= INSTRUCTIONS TO FOLLOW =
Output the lines that follow exactly as they are.

= PROVIDED INFORMATION =
══════════
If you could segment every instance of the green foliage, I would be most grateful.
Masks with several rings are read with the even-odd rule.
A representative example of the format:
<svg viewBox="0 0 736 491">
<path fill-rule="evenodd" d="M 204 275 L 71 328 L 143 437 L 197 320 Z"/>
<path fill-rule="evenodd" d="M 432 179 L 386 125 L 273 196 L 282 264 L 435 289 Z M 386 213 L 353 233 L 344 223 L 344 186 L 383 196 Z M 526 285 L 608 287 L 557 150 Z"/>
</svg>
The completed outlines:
══════════
= RESULT OF THIS EXERCISE =
If you could segment every instance of the green foliage, I would be most grateful.
Masks with several rings are read with the even-odd rule.
A representative example of the format:
<svg viewBox="0 0 736 491">
<path fill-rule="evenodd" d="M 204 275 L 71 328 L 143 437 L 197 320 Z"/>
<path fill-rule="evenodd" d="M 432 179 L 386 125 L 273 196 L 282 264 L 435 289 Z M 386 213 L 353 233 L 344 223 L 344 186 L 383 196 Z M 526 285 L 608 287 L 557 150 Z"/>
</svg>
The completed outlines:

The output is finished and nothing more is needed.